- SELECTED EXTRACT
= Beginning of Section =

A will is a fundamental part of your Florida estate plan. Yet, in some cases, you may have certain estate planning objectives that a will does not help you accomplish. Trusts are another type of estate planning tool. While they, like wills, allow you to leave assets behind for specified beneficiaries, they may offer other benefits, too.
According to Kiplinger, when you establish a trust, you also appoint someone trustee. It becomes this individual’s job to oversee distributions and otherwise manage the trust. Different types of trusts exist, but establishing one may allow you to do the following, which a will typically cannot.
If you have fears about creditors coming after your estate after your death and taking some of what you intend to leave behind, a trust gives you a way around this. Once you include assets in a trust, they are no longer your property. Instead, they are the property of your trustee, so they stay safe if creditors come after your estate.
Probate is the legal process involved in validating your will. It is often complex and timely, but any assets you place into a trust avoid the probate process entirely.

= End of Section =

- WORK TASK
Repeat the full passage on wills and trusts in Florida estate planning word for word.

- INFORMATION SHOWN
= Beginning of Section =

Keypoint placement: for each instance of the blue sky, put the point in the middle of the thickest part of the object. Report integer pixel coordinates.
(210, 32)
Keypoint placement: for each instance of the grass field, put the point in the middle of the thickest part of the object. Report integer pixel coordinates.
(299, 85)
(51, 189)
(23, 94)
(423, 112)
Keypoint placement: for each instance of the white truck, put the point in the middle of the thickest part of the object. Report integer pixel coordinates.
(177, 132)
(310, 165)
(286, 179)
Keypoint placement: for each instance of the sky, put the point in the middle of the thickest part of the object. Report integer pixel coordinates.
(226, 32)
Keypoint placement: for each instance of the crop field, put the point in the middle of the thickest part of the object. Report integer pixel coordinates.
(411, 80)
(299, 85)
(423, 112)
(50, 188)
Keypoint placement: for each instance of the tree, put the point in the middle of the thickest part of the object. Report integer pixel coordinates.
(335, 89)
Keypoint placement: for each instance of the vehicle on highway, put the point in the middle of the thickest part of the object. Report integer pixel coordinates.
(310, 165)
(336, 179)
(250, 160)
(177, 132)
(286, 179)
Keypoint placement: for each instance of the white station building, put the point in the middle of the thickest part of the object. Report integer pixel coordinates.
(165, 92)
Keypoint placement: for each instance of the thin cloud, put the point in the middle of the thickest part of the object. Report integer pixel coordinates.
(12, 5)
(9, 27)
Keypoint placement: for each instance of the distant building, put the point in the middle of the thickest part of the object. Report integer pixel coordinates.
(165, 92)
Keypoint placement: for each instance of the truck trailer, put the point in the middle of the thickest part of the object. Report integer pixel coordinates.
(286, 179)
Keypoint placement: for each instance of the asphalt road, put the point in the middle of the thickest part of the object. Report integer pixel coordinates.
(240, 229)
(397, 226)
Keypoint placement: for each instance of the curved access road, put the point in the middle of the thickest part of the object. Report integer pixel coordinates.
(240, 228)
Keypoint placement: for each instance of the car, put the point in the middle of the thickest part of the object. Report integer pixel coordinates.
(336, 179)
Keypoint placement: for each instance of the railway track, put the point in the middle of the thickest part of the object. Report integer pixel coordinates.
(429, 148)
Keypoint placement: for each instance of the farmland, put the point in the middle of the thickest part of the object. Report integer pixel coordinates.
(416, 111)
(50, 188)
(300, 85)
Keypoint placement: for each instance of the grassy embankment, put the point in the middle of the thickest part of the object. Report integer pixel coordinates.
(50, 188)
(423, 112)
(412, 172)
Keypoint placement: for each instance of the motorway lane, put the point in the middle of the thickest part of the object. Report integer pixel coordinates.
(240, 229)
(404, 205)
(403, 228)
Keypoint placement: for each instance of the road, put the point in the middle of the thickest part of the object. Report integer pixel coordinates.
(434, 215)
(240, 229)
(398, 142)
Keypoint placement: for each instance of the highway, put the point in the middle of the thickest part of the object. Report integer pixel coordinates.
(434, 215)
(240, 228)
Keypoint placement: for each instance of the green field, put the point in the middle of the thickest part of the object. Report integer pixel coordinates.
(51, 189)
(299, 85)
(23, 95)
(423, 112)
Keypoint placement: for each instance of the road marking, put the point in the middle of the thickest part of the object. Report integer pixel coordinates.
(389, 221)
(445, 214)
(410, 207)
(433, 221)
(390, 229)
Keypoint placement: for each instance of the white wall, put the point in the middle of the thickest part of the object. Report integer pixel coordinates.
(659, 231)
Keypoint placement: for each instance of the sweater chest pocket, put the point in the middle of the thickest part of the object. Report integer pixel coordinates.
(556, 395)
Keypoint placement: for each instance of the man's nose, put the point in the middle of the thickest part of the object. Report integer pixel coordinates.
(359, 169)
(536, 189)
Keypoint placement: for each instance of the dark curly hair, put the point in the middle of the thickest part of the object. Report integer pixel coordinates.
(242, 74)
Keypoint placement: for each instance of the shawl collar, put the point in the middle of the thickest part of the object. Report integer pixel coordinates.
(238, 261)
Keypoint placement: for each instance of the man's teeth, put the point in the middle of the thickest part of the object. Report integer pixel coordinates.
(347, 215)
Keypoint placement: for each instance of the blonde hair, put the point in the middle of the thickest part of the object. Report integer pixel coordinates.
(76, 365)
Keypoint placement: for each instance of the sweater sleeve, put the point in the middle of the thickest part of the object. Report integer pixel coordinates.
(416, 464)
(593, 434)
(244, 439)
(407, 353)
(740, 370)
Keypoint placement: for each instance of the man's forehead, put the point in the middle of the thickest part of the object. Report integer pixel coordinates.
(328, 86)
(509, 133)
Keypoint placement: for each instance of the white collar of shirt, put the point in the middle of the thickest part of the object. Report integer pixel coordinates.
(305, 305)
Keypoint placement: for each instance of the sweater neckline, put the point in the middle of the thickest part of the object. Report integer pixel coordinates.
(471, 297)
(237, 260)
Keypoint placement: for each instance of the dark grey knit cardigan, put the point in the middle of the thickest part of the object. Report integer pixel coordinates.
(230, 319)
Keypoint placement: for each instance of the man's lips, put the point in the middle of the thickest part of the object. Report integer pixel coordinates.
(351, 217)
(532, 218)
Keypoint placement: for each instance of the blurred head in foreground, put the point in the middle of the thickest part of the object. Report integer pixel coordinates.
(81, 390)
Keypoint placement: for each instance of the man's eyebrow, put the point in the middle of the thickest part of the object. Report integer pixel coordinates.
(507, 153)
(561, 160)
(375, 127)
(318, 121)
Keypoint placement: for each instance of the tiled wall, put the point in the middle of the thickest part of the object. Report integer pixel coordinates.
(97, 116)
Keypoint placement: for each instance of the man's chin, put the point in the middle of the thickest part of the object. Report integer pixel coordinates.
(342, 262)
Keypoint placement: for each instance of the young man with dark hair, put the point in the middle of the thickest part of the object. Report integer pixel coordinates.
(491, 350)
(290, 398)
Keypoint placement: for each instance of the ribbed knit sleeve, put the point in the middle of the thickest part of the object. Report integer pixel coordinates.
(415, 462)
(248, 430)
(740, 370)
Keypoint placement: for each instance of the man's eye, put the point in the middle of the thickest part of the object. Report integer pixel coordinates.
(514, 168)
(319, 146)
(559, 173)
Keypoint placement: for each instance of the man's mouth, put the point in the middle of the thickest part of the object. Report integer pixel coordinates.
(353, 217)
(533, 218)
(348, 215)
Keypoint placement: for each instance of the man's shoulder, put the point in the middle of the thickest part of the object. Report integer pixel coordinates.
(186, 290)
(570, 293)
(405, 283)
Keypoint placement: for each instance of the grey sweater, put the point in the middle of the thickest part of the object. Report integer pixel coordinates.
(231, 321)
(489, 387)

= End of Section =

- ANSWER FOR THIS EXERCISE
A will is a fundamental part of your Florida estate plan. Yet, in some cases, you may have certain estate planning objectives that a will does not help you accomplish. Trusts are another type of estate planning tool. While they, like wills, allow you to leave assets behind for specified beneficiaries, they may offer other benefits, too.
According to Kiplinger, when you establish a trust, you also appoint someone trustee. It becomes this individual’s job to oversee distributions and otherwise manage the trust. Different types of trusts exist, but establishing one may allow you to do the following, which a will typically cannot.
If you have fears about creditors coming after your estate after your death and taking some of what you intend to leave behind, a trust gives you a way around this. Once you include assets in a trust, they are no longer your property. Instead, they are the property of your trustee, so they stay safe if creditors come after your estate.
Probate is the legal process involved in validating your will. It is often complex and timely, but any assets you place into a trust avoid the probate process entirely.